>> begin
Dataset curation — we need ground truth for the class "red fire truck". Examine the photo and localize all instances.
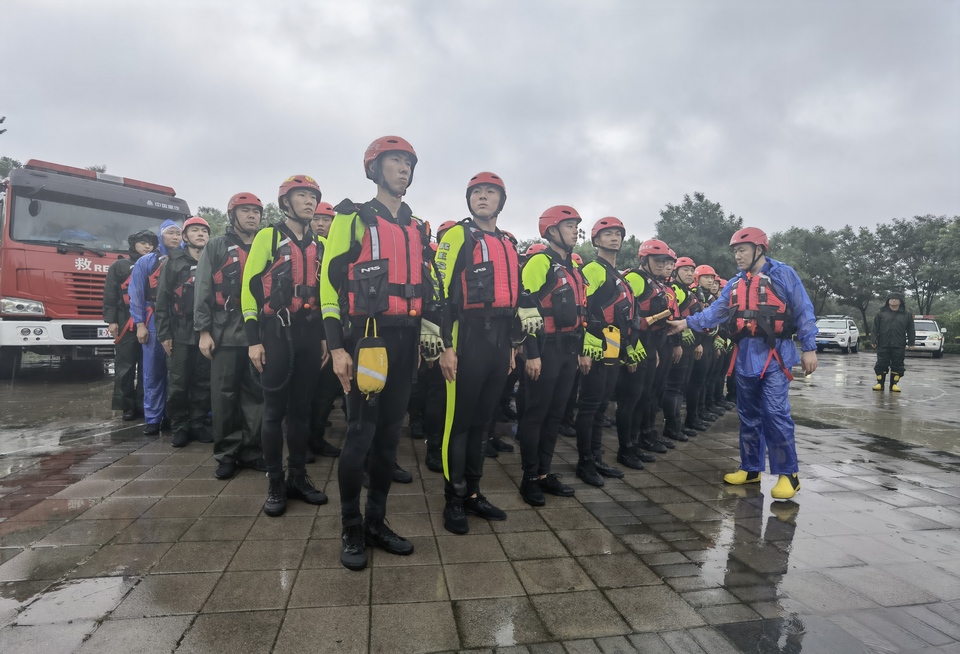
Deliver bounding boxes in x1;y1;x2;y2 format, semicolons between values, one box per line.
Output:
0;159;190;378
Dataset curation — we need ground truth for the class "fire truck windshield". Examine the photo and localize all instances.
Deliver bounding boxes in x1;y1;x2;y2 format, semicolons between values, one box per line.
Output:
10;192;181;252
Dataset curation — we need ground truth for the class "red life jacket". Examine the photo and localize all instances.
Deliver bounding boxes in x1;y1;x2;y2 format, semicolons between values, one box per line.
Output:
624;269;677;331
147;254;167;304
346;204;429;318
534;254;587;335
460;221;520;316
213;244;248;311
730;272;796;347
587;258;636;335
172;264;197;318
260;227;320;316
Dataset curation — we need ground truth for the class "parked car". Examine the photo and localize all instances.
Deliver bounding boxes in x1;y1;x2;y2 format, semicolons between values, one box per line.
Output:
907;316;947;359
817;316;860;354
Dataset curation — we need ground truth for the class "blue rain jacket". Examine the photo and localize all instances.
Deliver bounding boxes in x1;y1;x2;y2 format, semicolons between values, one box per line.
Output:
688;257;817;377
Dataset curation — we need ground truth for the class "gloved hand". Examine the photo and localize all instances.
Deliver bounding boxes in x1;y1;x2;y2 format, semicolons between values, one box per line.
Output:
420;319;443;361
583;332;603;361
627;342;647;365
517;307;543;336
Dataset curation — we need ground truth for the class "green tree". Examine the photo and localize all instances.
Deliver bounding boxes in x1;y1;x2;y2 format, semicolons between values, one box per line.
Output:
0;157;23;179
832;225;882;336
652;192;743;279
768;227;841;314
876;215;957;314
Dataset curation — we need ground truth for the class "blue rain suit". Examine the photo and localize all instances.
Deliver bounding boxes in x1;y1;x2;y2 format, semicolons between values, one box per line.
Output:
687;257;817;475
130;220;179;424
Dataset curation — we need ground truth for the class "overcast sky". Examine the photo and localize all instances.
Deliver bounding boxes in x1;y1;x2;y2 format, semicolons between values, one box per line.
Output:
0;0;960;237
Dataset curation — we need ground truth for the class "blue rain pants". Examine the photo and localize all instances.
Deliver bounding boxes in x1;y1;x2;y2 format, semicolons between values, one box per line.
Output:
737;362;799;475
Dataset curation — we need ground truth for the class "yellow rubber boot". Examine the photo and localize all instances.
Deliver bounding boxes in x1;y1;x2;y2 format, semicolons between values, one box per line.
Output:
723;470;760;486
770;473;800;500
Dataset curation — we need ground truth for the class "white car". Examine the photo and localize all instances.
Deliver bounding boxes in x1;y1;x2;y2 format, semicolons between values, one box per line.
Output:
907;316;947;359
817;316;860;354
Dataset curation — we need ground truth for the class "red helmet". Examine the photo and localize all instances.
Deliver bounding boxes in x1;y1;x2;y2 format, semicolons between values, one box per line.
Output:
467;173;507;215
437;220;457;241
277;175;323;209
637;238;677;259
540;204;583;238
313;202;337;218
590;216;627;241
730;227;770;251
363;136;417;188
227;193;263;213
183;216;210;234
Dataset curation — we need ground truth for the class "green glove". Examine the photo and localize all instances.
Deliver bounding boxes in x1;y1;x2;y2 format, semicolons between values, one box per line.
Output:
517;307;543;336
583;332;603;361
627;343;647;366
420;320;443;361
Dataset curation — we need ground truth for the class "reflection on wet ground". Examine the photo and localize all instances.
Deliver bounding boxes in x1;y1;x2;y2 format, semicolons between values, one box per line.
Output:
0;355;960;654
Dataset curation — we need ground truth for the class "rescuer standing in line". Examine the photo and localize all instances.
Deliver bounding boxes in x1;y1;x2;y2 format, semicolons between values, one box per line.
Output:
193;193;267;479
670;227;817;500
156;216;213;447
436;172;520;534
103;230;159;421
517;205;591;506
130;220;183;436
240;175;327;516
320;136;443;570
873;293;917;393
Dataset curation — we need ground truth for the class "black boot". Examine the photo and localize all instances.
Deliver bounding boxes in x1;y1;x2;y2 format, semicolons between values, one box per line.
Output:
287;468;327;506
340;523;367;570
576;457;603;487
520;477;547;506
263;473;287;518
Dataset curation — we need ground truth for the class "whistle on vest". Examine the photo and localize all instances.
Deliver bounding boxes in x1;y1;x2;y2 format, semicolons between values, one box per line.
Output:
644;309;671;325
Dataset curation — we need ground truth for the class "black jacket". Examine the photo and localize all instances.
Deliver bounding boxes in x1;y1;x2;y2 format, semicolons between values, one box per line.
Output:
873;298;917;347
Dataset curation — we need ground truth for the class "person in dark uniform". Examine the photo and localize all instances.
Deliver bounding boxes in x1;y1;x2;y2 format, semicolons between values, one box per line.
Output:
156;216;213;447
193;193;267;479
240;175;328;517
436;172;520;534
320;136;443;570
103;230;160;421
873;293;917;393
>> end
* GOAL: Can you rewrite all of the records above with "Dataset curation" swapped for "Annotation work" and nothing else changed, leaving the pictures out?

* EXERCISE RESULT:
Annotation work — we need ground truth for the class "red fire truck". Examine the photo and localize all instances.
Deliver bounding boxes in x1;y1;x2;y2 format, semicolons between values, one box per line.
Output:
0;159;190;378
Annotation work — we need ground truth for the class "fire truck windshield". Examine the photo and localize all instances.
Deliver bounding boxes in x1;y1;x2;y2 format, semicolons between values, one box per line.
Output:
10;192;181;252
Annotation work — we need ground truth for the class "red life jacket". Examine the photo and localize all instances.
Deliver bounding boxes in x1;y1;x2;y2 format, semicolons between values, one box per line.
Output:
624;269;677;331
147;254;167;304
346;204;429;318
534;254;587;335
460;221;520;316
213;244;248;311
730;272;796;347
587;258;636;335
172;264;197;318
260;227;320;316
Annotation work — we need ground truth for the class "parked car". Examine the photo and localize all instances.
Deliver bounding boxes in x1;y1;x2;y2 format, semicolons between values, one box per line.
Output:
907;316;947;359
817;316;860;354
Annotation work — we need ground truth for the class "blue rain jacket". Examine the photo and localize all instances.
Deliver bounding boxes in x1;y1;x2;y2 format, semicolons between values, one box per line.
Output:
688;257;817;377
Annotation work — we need ground truth for the class "gloved hand". Examine the photo and localize all instances.
Deliver bounding boxes in x1;y1;x2;y2 format, semicolons between values, one box per line.
Output:
420;319;443;361
583;332;603;361
627;342;647;365
517;307;543;336
Annotation work — we need ground truth for the class "green tree". Examine the photo and localize all instances.
Deliver bounding boxes in x1;y1;x2;y2 format, semicolons between values, one box per line.
Output:
0;157;23;179
832;225;882;336
652;192;743;279
768;227;841;314
876;215;957;314
Annotation work — we need ground truth for the class "blue rain suit". Examine the photo and localize all instances.
Deliver bounding boxes in x1;y1;x2;y2 format, semicolons between values, one box per line.
Output:
687;257;817;475
130;220;179;424
Annotation work — we need ground truth for the class "overcast sky". Examine the photo and localize all instances.
Deliver bounding boxes in x1;y1;x2;y2 format, semicolons between values, one box per line.
Output:
0;0;960;237
Annotation work — we need ground truth for the class "blue rain pants". Examine the photo and localize all instances.
Deliver bounding boxes in x1;y1;x2;y2 format, semicolons between values, one box per line.
Output:
737;362;799;475
Annotation work — we need ground truth for the class "yellow rubber boot". Examine the photo and localize all instances.
Deliver bounding boxes in x1;y1;x2;y2 format, semicolons between values, one box per line.
Output:
723;470;760;486
770;473;800;500
Annotation work — we need ground truth for the class "white car". Examine the photo and localize all instances.
Deliver bounding boxes in x1;y1;x2;y2 format, semicolons between values, one box per line.
Output:
907;316;947;359
817;316;860;354
Annotation work — we need ground truth for the class "red helmet". Examine the photo and localize all instances.
Deliver bounding boxes in x1;y1;x2;y2 format, semicolons between values, one box per line.
Output:
467;173;507;215
437;220;457;241
277;175;323;209
637;238;677;259
540;204;583;238
313;202;337;218
590;216;627;241
730;227;770;251
363;136;417;188
227;193;263;213
183;216;210;234
Annotation work — we need ground truth for the class "green glove". Examine the photo and localize all instances.
Deliver bounding boxes in x1;y1;x2;y2 format, semicolons between values, one box per line.
Output:
517;307;543;336
583;332;603;361
627;343;647;366
420;320;443;361
Annotation work — we need ground truth for the class "reflection on wet ground". Examine the photo and localize all instances.
Deliver bounding boxes in x1;y1;x2;y2 format, semicolons between values, one box per line.
Output:
0;355;960;654
Annotation work — we need ground truth for the class "rescuer standing in line". Examine the photo and localize all instances.
Deliver bounding boxes in x1;y1;x2;y2 format, semicolons between values, one box per line.
Output:
193;193;267;479
670;227;817;500
156;216;213;447
436;172;520;534
103;230;159;421
517;205;591;506
130;220;183;436
240;175;327;516
320;136;443;570
873;293;917;393
Annotation work — we need ground truth for the class "black boot". Examine the photo and localize all instances.
Deliver bounding boxes in x1;y1;x2;y2 format, semicolons between values, one box per line.
Output:
287;468;327;506
340;523;367;570
576;457;603;487
520;477;547;506
263;473;287;518
Annotation work — we need ground truth for the class "whistle on vest". Examine the photo and localize all instances.
Deliver bounding boxes in x1;y1;x2;y2 format, semicolons between values, one box per line.
Output:
644;309;671;325
Annotation work — we need ground truth for the class "black jacket". Examine the photo and localize all instances.
Deliver bounding boxes in x1;y1;x2;y2 format, semicolons between values, one box per line.
Output:
873;298;917;347
Annotation work — we need ground truth for the class "person in dark uniform". Examine the photo and localize all instances.
Deliver bounding boxes in x1;y1;x2;y2 format, semicolons between values, one box per line.
Output:
156;216;213;447
193;193;267;479
240;175;328;517
436;172;520;534
320;136;443;570
103;230;160;421
873;293;917;393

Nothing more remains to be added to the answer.